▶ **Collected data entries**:
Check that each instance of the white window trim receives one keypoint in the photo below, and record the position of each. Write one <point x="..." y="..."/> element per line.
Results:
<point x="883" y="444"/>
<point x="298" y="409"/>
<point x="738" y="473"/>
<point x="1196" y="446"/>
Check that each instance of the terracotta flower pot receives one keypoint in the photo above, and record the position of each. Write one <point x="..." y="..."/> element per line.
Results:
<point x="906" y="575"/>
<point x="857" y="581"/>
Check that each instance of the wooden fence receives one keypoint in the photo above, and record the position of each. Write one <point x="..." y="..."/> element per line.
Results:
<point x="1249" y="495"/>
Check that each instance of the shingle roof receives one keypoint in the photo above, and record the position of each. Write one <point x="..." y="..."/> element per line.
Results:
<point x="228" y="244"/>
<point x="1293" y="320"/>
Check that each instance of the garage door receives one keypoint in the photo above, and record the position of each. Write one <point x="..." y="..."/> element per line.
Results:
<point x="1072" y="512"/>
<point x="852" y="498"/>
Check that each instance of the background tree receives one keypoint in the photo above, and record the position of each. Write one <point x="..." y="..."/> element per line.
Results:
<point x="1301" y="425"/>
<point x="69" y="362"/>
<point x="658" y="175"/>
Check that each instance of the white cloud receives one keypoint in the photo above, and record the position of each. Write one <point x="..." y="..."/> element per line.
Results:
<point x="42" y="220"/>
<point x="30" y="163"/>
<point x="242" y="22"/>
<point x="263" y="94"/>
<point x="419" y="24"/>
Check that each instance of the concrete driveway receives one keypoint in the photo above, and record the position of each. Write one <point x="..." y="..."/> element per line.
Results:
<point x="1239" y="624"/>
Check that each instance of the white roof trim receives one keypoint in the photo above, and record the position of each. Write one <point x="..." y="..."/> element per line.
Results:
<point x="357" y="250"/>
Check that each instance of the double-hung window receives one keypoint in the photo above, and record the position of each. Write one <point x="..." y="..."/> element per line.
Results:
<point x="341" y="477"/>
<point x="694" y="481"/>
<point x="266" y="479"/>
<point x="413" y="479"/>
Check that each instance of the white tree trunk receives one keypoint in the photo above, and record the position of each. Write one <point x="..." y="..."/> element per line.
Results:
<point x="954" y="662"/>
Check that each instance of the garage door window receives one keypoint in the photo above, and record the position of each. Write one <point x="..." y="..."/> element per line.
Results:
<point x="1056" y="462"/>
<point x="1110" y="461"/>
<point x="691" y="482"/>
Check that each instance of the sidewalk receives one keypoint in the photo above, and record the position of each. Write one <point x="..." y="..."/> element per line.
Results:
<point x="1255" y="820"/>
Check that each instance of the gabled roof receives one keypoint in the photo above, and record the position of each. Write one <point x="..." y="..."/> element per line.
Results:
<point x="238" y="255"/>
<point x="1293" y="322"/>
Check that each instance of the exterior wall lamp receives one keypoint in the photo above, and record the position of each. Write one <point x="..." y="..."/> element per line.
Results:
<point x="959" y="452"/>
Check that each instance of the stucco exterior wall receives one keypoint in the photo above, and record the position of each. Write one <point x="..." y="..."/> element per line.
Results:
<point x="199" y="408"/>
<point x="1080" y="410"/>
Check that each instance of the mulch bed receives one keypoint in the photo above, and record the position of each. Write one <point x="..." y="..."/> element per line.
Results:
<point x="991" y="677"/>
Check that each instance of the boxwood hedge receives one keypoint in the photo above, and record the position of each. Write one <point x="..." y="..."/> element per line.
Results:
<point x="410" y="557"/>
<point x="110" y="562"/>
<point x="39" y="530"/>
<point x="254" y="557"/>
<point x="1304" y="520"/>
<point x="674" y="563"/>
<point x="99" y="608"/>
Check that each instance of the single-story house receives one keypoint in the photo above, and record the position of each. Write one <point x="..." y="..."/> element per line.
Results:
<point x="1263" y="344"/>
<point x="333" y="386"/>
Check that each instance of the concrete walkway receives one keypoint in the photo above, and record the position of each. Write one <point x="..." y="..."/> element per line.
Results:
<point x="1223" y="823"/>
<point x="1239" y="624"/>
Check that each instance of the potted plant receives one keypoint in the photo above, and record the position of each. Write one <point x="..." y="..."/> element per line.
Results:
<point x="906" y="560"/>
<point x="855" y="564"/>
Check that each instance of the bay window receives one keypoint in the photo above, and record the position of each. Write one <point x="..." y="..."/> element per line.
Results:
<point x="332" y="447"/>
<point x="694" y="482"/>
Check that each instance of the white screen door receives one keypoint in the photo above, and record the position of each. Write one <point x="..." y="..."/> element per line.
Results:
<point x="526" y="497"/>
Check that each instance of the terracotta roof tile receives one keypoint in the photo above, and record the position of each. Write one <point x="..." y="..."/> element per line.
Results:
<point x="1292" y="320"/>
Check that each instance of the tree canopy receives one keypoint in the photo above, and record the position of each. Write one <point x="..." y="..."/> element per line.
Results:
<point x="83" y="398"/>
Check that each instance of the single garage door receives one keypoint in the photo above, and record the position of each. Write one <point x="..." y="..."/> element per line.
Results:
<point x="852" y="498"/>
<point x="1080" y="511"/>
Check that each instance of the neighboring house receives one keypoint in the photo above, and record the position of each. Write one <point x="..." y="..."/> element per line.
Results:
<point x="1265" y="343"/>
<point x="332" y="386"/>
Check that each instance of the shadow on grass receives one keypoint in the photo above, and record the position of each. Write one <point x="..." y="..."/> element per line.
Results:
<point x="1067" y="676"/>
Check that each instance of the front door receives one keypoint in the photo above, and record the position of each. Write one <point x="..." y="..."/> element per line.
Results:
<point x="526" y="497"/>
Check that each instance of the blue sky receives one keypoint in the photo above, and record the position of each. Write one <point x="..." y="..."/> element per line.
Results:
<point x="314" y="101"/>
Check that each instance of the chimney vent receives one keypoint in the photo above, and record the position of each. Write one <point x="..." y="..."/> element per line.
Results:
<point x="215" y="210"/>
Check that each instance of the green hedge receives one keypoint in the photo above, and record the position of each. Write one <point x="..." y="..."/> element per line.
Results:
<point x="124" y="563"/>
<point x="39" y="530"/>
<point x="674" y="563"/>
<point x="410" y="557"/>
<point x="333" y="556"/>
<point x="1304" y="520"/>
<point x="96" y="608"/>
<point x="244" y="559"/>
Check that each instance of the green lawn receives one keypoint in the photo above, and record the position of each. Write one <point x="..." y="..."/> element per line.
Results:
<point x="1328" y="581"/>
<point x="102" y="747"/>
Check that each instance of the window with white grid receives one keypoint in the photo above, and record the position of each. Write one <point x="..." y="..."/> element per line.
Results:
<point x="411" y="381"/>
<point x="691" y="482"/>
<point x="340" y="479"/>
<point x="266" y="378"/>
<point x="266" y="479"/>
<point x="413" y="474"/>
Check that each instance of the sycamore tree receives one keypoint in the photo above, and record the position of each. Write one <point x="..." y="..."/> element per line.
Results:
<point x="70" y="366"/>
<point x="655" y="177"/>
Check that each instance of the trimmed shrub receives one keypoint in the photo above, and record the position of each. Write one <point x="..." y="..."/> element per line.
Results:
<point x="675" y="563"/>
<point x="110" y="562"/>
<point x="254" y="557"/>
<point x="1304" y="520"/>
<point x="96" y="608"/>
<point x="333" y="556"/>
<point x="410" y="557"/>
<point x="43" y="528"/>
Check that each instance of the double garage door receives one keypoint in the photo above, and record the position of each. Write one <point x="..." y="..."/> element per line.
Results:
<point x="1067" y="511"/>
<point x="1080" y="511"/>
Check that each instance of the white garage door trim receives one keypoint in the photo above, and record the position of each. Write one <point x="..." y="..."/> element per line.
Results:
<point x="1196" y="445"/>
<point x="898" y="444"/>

▶ **WORK TO BE COMPLETED**:
Nothing should be omitted or altered. Retype the records exactly.

▶ **WRITTEN REPLY**:
Check that each instance of the white window trim receives one keypoint in the photo below, and record the position of each. Write one <point x="..." y="..."/> element per line.
Results:
<point x="883" y="444"/>
<point x="298" y="409"/>
<point x="738" y="473"/>
<point x="1196" y="446"/>
Check that each instance of the terracotta flower pot receives one keypoint in the photo above, and record the position of each. Write one <point x="..." y="..."/> element per line.
Results:
<point x="906" y="575"/>
<point x="857" y="581"/>
Check that each instance of the wooden fence receives one keypoint in the photo above, and record the position of each. Write one <point x="..." y="..."/> element per line.
Results:
<point x="1249" y="495"/>
Check that each instance of the shingle roof receives one keypoint in the photo above, and record the position of each. Write one <point x="..." y="..."/> element per line.
Results:
<point x="228" y="244"/>
<point x="1293" y="320"/>
Check that each instance of the garage door receives one keypoint in the photo above, and record the position of each. Write one <point x="..." y="..."/> element per line.
Results:
<point x="1072" y="512"/>
<point x="852" y="498"/>
Check that each instance of the background tree receives one keypoint in the photo above, and record the position of each. Write one <point x="..." y="..."/> element per line.
Results:
<point x="1301" y="425"/>
<point x="69" y="362"/>
<point x="658" y="175"/>
Check that each instance of the white cloud receives one keypoint in the photo above, and record the position of each. Write one <point x="..." y="..."/> element per line.
Results:
<point x="42" y="220"/>
<point x="30" y="163"/>
<point x="242" y="22"/>
<point x="263" y="94"/>
<point x="419" y="24"/>
Check that each instance of the concrete driveway receives one keypoint in the photo above, and record the position of each. Write one <point x="..." y="..."/> element per line.
Results:
<point x="1239" y="624"/>
Check that each instance of the white roof trim receives one keypoint in the photo above, and record the position of each. Write one <point x="..." y="..."/> element per line.
Results:
<point x="357" y="250"/>
Check that each instance of the double-hung window receives one keypoint in the photo above, and record the position of each. Write one <point x="..." y="..."/> element per line.
Results:
<point x="341" y="477"/>
<point x="694" y="481"/>
<point x="266" y="479"/>
<point x="413" y="479"/>
Check that each instance of the white tree trunk receives one keypoint in the photo above, and record the position of each. Write one <point x="..." y="..."/> element per line.
Results:
<point x="954" y="662"/>
Check that each instance of the garage door window receives one keypoint in the photo above, and record the position of each. Write one <point x="..." y="..."/> element per line.
Results:
<point x="1056" y="462"/>
<point x="1110" y="461"/>
<point x="691" y="482"/>
Check that each instance of the sidewalk receives one keypoint in the photo above, and record the position of each. Write one <point x="..." y="..."/> element per line.
Results:
<point x="1255" y="820"/>
Check that each instance of the gabled roof receives one keypoint in the photo above, and record the position of each. Write one <point x="..." y="..."/> element per line.
Results:
<point x="238" y="255"/>
<point x="1293" y="322"/>
Check that each instance of the exterior wall lamp receives one keypoint in the photo above, and record the position of each. Write one <point x="..." y="..."/> element per line.
Results:
<point x="959" y="452"/>
Check that each instance of the stucco exterior wall receives one keypoint in the photo above, and record the position of each. Write one <point x="..." y="..."/> element per line.
Results:
<point x="199" y="408"/>
<point x="1080" y="410"/>
Check that each instance of the mulch bed receives one keypoint in the photo above, and record the position of each. Write one <point x="..." y="..."/> element per line.
Results:
<point x="991" y="677"/>
Check that each instance of the boxwood hedge receives one keypoint in the photo above, and record the position of each. Write one <point x="..." y="..."/> element per line.
Results:
<point x="410" y="557"/>
<point x="110" y="562"/>
<point x="39" y="530"/>
<point x="254" y="557"/>
<point x="1304" y="520"/>
<point x="674" y="563"/>
<point x="99" y="608"/>
Check that each instance of the single-story house receives one keypoint in the photo above, and record the position of each. Write one <point x="..." y="..."/> element per line.
Results:
<point x="1263" y="344"/>
<point x="333" y="386"/>
Check that each instance of the concrete walkway receives one keypoint in the photo above, and record the position of each. Write one <point x="..." y="..."/> element per line.
Results:
<point x="1223" y="823"/>
<point x="1239" y="624"/>
Check that each instance of the potted plant receives one keypoint in the photo above, and record the position of each. Write one <point x="..." y="..."/> element per line.
Results:
<point x="906" y="560"/>
<point x="855" y="564"/>
Check that each instance of the bay window receives one keypoint in the photo above, and record the position of each. Write one <point x="..." y="..."/> element per line.
Results:
<point x="332" y="447"/>
<point x="694" y="482"/>
Check that each instance of the white screen door receives one keypoint in the photo above, and record the position of each. Write one <point x="..." y="..."/> element per line.
Results:
<point x="526" y="497"/>
Check that each instance of the terracotta roof tile receives one keypoint in the photo above, and record the position of each. Write one <point x="..." y="..."/> element per line.
Results:
<point x="1292" y="320"/>
Check that each instance of the tree canopy receives one keypoint in the photo above, and record the position of each. Write one <point x="..." y="..."/> element per line.
Results:
<point x="83" y="398"/>
Check that each instance of the single garage door receives one keypoint in the photo above, and record the position of each. Write one <point x="..." y="..."/> element per line.
Results:
<point x="852" y="498"/>
<point x="1080" y="511"/>
Check that each instance of the neighboring house receives one keypoint in the photo above, and record the position of each. Write one <point x="..." y="..."/> element per line.
Results:
<point x="1265" y="343"/>
<point x="332" y="386"/>
Check that each instance of the shadow on grass receives one keypoint in the photo above, and record the position of each. Write one <point x="..." y="..."/> element per line.
Results:
<point x="1067" y="676"/>
Check that each instance of the front door receives one keypoint in the photo above, and record the position of each. Write one <point x="..." y="..."/> element per line.
Results:
<point x="526" y="497"/>
Check that each instance of the blue sky receives one keypoint in the photo above, and record the position of each. Write one <point x="..." y="..."/> element per line.
Results:
<point x="314" y="101"/>
Check that each instance of the chimney vent receives one keypoint in the photo above, and record the position of each. Write one <point x="..." y="..."/> element per line.
Results:
<point x="215" y="210"/>
Check that each instance of the green hedge receives one keypoint in the photo above, and record the position of each. Write one <point x="..." y="..."/> element per line.
Results:
<point x="124" y="563"/>
<point x="39" y="530"/>
<point x="674" y="563"/>
<point x="410" y="557"/>
<point x="333" y="556"/>
<point x="1304" y="520"/>
<point x="96" y="608"/>
<point x="244" y="559"/>
Check that each instance of the green lawn receives one keypoint in the photo above, and record the position of each. Write one <point x="..." y="..."/> element per line.
Results:
<point x="1328" y="581"/>
<point x="102" y="747"/>
Check that each instance of the window with white grid receives one keypoint in the photo above, and record the position of each. Write one <point x="..." y="..."/> element per line.
Results:
<point x="411" y="381"/>
<point x="691" y="482"/>
<point x="340" y="479"/>
<point x="266" y="378"/>
<point x="266" y="479"/>
<point x="413" y="474"/>
Check that each instance of the sycamore tree receives one keypoint in the photo above, and record the position of each. Write one <point x="..." y="..."/> element per line.
Results:
<point x="70" y="366"/>
<point x="655" y="177"/>
Check that each instance of the trimmed shrub receives one keypoint in the photo above, and record the position of each. Write one <point x="..." y="..."/> element per line.
Results:
<point x="675" y="563"/>
<point x="110" y="562"/>
<point x="254" y="557"/>
<point x="1304" y="520"/>
<point x="96" y="608"/>
<point x="333" y="556"/>
<point x="410" y="557"/>
<point x="43" y="528"/>
Check that each instance of the double garage door receives one keypoint in the photo above, and record the position of each. Write one <point x="..." y="..."/> element per line.
Results:
<point x="1067" y="511"/>
<point x="1080" y="511"/>
Check that each instance of the white garage door trim receives one keypoint in the photo above, and record the position of each. Write one <point x="..." y="..."/> element per line.
Results:
<point x="1196" y="445"/>
<point x="898" y="444"/>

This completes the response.